### THE PROBLEM
Write out only the lines running from the one that contains "of the granite" to the end of the material, both ends included.

====

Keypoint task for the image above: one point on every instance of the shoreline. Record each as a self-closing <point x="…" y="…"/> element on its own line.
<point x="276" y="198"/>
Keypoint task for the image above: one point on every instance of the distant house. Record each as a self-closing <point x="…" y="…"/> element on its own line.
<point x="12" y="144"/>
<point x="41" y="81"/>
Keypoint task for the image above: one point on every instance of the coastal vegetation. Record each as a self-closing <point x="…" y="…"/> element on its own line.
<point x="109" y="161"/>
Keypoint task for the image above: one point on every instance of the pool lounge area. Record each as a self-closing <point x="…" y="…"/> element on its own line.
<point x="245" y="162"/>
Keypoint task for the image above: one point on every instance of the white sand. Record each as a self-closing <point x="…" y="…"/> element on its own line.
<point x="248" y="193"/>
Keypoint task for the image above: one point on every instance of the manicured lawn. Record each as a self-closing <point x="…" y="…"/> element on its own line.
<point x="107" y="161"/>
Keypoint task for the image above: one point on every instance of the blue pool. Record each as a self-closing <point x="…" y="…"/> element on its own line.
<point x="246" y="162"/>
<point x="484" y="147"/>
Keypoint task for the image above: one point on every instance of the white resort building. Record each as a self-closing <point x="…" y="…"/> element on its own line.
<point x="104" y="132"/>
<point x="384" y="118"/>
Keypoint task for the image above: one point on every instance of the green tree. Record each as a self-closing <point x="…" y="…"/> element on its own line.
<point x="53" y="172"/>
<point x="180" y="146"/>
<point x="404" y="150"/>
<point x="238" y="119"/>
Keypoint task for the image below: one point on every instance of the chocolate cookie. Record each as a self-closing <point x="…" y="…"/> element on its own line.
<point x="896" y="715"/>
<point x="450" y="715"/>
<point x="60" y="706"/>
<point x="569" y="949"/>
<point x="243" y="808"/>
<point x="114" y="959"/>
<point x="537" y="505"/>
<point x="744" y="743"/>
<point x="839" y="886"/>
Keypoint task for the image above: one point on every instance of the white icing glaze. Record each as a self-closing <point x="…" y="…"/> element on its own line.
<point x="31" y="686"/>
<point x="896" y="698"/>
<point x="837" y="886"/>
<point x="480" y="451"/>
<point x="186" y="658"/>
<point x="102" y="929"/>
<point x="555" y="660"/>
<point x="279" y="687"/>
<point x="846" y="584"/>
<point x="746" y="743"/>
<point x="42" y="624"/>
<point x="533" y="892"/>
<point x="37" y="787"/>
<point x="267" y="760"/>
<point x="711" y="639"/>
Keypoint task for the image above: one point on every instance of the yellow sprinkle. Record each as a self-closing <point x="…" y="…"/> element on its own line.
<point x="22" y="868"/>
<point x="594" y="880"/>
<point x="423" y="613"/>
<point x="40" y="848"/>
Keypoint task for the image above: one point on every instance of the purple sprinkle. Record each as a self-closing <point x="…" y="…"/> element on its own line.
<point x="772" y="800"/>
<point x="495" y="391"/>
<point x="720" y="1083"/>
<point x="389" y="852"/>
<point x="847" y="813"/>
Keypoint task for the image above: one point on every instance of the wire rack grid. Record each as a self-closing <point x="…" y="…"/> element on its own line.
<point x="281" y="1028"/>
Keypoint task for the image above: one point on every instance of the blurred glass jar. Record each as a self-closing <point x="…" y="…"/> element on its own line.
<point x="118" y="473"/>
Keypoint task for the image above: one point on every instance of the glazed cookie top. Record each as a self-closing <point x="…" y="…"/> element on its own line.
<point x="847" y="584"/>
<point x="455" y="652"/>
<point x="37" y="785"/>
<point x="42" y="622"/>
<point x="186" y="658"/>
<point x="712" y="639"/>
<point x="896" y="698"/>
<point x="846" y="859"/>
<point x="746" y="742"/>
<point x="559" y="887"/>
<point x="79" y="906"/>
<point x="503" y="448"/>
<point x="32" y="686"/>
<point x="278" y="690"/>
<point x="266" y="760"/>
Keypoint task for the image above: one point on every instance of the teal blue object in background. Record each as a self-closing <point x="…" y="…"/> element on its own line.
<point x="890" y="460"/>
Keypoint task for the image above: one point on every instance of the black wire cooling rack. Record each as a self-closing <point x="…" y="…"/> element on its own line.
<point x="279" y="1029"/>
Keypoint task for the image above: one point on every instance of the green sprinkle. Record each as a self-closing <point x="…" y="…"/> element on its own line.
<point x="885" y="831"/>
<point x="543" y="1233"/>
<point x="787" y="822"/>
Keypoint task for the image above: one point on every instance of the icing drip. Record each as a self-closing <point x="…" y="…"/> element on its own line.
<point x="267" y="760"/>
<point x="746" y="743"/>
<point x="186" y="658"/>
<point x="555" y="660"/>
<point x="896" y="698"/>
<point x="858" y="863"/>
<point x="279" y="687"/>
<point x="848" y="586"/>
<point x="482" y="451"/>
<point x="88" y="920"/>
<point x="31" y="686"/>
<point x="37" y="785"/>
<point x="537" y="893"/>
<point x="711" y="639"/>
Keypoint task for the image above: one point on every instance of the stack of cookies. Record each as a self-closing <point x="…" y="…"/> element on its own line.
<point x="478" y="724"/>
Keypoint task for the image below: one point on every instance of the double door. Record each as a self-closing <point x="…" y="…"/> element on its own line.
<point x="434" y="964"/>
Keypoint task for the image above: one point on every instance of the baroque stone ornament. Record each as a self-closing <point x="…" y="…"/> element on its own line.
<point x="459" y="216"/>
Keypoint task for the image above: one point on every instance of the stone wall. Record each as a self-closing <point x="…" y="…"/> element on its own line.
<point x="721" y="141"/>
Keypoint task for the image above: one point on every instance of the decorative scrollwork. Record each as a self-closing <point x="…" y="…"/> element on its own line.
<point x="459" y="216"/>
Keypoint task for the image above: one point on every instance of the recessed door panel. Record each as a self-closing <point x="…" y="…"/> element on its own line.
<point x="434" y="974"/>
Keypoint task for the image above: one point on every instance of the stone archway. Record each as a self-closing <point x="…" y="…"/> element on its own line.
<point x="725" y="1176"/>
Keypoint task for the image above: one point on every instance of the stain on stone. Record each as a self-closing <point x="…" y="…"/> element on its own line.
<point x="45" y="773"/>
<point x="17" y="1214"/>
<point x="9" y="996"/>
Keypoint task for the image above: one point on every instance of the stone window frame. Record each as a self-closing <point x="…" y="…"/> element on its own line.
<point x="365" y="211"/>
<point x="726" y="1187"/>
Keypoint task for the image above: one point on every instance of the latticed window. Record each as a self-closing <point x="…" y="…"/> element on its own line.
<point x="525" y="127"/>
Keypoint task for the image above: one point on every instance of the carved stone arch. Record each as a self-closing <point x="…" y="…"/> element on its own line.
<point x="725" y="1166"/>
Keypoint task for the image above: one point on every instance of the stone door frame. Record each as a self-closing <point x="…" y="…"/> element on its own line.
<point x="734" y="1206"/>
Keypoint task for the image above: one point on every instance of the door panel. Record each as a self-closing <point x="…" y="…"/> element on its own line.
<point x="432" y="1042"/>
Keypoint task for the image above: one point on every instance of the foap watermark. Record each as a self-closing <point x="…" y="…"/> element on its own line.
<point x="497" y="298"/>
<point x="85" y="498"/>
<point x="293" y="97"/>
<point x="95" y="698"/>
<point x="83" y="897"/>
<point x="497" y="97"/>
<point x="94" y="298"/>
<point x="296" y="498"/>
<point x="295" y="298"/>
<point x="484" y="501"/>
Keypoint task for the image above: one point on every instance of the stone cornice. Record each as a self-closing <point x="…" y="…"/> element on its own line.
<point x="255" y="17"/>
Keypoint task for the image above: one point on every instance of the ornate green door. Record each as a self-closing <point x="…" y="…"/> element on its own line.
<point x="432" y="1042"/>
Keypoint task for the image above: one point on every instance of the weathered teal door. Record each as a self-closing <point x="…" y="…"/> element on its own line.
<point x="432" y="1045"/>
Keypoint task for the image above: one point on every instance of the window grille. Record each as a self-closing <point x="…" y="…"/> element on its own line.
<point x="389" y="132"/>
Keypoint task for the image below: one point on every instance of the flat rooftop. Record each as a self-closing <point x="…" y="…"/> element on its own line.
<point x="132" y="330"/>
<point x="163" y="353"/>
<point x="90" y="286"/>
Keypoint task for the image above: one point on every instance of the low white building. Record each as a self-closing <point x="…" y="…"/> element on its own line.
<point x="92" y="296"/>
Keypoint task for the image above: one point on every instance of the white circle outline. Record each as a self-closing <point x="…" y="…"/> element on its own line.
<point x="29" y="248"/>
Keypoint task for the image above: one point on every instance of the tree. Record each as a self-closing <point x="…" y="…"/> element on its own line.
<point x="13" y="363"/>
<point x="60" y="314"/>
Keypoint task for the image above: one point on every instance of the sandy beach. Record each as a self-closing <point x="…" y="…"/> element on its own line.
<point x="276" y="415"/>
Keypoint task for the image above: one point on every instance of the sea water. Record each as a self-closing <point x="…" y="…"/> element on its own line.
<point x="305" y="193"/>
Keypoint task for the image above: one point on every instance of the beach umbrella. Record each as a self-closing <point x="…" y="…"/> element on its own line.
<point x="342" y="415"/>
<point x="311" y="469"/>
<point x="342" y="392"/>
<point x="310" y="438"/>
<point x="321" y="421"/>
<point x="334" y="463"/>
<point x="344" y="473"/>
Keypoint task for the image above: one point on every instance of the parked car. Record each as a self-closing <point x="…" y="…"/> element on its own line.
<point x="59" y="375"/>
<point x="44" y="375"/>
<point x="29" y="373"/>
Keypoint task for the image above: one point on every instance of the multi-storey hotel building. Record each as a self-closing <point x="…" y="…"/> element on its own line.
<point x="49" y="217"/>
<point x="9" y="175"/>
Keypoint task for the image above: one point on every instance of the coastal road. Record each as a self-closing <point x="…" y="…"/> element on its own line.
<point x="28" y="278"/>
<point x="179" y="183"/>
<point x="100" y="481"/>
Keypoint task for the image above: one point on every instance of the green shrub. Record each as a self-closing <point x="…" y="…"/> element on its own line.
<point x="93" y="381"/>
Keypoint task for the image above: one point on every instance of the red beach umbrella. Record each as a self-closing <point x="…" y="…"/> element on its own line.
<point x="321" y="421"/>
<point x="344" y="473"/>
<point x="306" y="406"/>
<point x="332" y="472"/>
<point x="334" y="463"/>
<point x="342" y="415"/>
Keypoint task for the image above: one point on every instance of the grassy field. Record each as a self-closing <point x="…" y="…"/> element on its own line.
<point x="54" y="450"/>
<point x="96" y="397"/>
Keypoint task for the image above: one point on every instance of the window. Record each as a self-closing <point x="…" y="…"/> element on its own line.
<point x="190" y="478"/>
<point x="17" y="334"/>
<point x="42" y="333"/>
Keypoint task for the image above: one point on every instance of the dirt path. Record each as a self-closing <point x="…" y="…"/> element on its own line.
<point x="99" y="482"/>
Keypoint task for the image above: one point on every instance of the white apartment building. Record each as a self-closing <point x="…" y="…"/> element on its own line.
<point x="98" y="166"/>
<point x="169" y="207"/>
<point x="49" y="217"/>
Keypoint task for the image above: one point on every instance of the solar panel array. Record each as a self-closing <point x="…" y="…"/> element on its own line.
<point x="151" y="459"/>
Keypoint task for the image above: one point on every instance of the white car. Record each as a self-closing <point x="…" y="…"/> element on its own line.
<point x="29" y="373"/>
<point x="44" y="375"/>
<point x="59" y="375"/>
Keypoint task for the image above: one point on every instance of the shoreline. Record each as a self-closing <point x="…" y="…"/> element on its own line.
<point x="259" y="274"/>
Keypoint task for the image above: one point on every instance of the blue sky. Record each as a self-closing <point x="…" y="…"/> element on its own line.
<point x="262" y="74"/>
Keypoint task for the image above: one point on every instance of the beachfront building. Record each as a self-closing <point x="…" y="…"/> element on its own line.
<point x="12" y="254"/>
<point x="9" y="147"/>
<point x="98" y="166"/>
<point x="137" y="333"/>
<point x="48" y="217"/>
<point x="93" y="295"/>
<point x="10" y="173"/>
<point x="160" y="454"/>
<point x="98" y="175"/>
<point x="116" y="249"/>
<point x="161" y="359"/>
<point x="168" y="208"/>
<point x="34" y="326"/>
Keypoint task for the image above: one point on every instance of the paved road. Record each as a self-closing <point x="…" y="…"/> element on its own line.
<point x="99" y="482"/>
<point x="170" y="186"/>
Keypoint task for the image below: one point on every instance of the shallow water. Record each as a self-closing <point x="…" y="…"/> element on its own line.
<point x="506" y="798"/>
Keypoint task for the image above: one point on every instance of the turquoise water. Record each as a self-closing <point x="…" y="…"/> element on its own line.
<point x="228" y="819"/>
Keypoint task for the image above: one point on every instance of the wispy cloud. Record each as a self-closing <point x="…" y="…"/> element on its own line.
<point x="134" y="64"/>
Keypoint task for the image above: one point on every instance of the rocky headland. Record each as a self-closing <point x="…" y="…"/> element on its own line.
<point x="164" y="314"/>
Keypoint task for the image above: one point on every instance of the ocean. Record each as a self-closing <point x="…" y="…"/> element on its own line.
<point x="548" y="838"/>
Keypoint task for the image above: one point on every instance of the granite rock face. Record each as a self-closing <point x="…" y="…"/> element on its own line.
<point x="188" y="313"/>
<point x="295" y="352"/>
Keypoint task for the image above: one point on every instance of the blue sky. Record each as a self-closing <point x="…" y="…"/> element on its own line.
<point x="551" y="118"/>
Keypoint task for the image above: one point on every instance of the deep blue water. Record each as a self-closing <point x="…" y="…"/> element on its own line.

====

### SOLVED PROBLEM
Keypoint task for the image above: one point on every instance of the granite rock face. Record each as a self-closing <point x="…" y="…"/> element on its own line.
<point x="188" y="313"/>
<point x="295" y="352"/>
Keypoint task for the image above: one point on every instance of the blue sky. Record each as a self-closing <point x="…" y="…"/> element on its own line.
<point x="551" y="118"/>
Keypoint task for the image above: one point on every instance of the deep blue water. Record each as a self-closing <point x="…" y="…"/> element on its own line.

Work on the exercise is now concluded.